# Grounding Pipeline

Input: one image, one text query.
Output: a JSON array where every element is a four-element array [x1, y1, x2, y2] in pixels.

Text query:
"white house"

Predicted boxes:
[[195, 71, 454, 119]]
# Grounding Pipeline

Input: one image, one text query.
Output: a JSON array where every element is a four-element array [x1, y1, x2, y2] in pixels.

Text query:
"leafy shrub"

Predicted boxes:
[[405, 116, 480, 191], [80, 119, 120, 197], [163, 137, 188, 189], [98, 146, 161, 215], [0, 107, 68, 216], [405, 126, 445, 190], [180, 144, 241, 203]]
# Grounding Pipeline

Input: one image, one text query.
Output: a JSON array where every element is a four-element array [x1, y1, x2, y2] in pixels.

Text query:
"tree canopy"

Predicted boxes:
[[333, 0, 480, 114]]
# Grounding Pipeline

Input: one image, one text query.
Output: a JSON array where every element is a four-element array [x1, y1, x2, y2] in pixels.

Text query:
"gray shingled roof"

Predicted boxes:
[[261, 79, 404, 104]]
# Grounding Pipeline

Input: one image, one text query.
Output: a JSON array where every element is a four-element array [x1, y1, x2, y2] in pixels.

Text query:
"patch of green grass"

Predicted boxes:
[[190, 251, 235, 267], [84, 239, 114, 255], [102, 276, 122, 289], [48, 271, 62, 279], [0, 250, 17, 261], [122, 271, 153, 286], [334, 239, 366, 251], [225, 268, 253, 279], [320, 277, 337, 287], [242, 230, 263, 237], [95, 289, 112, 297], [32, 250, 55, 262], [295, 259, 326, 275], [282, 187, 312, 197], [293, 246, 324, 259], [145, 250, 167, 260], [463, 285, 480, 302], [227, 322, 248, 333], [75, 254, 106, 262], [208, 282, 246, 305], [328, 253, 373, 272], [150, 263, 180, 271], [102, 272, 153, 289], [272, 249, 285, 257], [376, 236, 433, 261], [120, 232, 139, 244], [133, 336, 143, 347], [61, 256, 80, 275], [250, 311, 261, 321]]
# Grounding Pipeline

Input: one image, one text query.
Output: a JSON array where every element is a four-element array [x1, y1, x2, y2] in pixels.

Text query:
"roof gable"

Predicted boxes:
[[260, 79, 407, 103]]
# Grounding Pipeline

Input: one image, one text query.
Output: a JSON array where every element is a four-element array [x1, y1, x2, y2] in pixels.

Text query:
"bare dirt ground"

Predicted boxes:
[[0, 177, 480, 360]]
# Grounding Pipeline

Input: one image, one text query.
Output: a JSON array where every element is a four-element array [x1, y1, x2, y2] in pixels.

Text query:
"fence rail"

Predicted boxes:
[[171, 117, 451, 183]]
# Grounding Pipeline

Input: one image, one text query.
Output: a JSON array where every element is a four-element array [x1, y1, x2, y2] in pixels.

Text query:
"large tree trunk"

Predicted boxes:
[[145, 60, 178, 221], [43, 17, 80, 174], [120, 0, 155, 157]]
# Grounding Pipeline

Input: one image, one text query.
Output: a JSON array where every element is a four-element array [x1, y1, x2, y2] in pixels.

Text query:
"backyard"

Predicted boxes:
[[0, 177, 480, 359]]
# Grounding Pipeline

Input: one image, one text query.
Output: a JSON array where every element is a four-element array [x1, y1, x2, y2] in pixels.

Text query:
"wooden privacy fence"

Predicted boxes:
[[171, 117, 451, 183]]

● TASK TO CARRY OUT: Recast every line of the entries above as one numbered list, leaving out the blank lines.

● RESULT:
1. # Grounding Pipeline
2. Input: one image, one text query.
3. Output: a JSON array where every element is a four-element array [x1, y1, x2, y2] in pixels.
4. Text query:
5. "white house"
6. Predicted boxes:
7. [[195, 71, 454, 119]]
8. # Grounding Pipeline
9. Input: one image, one text query.
10. Output: a JSON array where every element is a four-element array [x1, y1, x2, y2] in pixels.
11. Text query:
12. "leafy shrub"
13. Predicted boxes:
14. [[405, 116, 480, 191], [80, 119, 120, 197], [163, 137, 188, 189], [98, 146, 161, 215], [0, 107, 68, 216], [405, 126, 445, 190], [180, 144, 241, 203]]
15. # Grounding Pipeline
16. Input: one image, one text query.
17. Output: a JSON array where every element is a four-element array [x1, y1, x2, y2] in pixels.
18. Text query:
19. "tree canopy"
20. Predicted boxes:
21. [[333, 0, 480, 114]]
22. # Grounding Pipeline
23. Input: one image, one text query.
24. Output: a JSON array where every element is a four-element array [x1, y1, x2, y2] in pixels.
25. Text query:
26. "gray shingled roof"
27. Predicted boxes:
28. [[261, 79, 404, 104]]
29. # Grounding Pipeline
30. Input: one image, one text query.
31. Output: a JSON array where every element is a four-element array [x1, y1, x2, y2] in pixels.
32. Text query:
33. "patch of green grass"
34. Predicted boxes:
35. [[190, 251, 235, 267], [84, 239, 114, 255], [102, 276, 122, 289], [48, 271, 62, 279], [0, 250, 17, 261], [122, 271, 153, 286], [334, 239, 366, 251], [225, 268, 253, 279], [320, 277, 337, 287], [242, 230, 263, 237], [95, 289, 112, 297], [32, 250, 55, 262], [295, 259, 326, 275], [282, 187, 312, 197], [293, 246, 324, 259], [145, 250, 167, 260], [463, 285, 480, 302], [227, 322, 248, 333], [75, 254, 106, 262], [208, 282, 246, 305], [328, 253, 373, 272], [150, 263, 180, 271], [102, 272, 153, 289], [272, 249, 285, 257], [376, 236, 433, 261], [120, 232, 139, 244], [133, 336, 143, 347], [61, 256, 80, 275], [250, 311, 261, 321]]
36. # Grounding Pipeline
37. Input: one image, one text query.
38. Output: a JSON array where every element is a four-element array [x1, y1, x2, y2] in pixels.
39. Text query:
40. "roof gable"
41. Predicted boxes:
42. [[260, 79, 407, 103]]
43. # Grounding Pipeline
44. Input: one image, one text query.
45. Output: a JSON array where every element is a four-element array [x1, y1, x2, y2] in pixels.
46. Text query:
47. "bare dirt ground"
48. Predicted boxes:
49. [[0, 177, 480, 360]]
50. # Grounding Pipeline
51. Input: one image, one text query.
52. Output: a JSON array where every element is a four-element array [x1, y1, x2, y2] in pixels.
53. Text query:
54. "fence rail"
55. Predicted boxes:
56. [[171, 117, 451, 183]]
57. # Grounding Pipeline
58. Input: one image, one text query.
59. Output: a JSON array where every element is a four-element array [x1, y1, x2, y2] in pixels.
60. Text query:
61. "large tree trunk"
62. Predicted boxes:
63. [[145, 60, 178, 221], [43, 17, 80, 174], [120, 0, 155, 157]]
64. # Grounding Pipeline
65. Input: one image, one text query.
66. Output: a JSON array where every element is a four-element array [x1, y1, x2, y2] in pixels.
67. Text query:
68. "backyard"
69. Predicted boxes:
70. [[0, 177, 480, 359]]
71. # Grounding Pipeline
72. Input: one image, one text query.
73. Output: a JSON array where every element is a four-element array [x1, y1, x2, y2] in pixels.
74. Text query:
75. "wooden privacy fence"
76. Predicted boxes:
77. [[171, 117, 451, 183]]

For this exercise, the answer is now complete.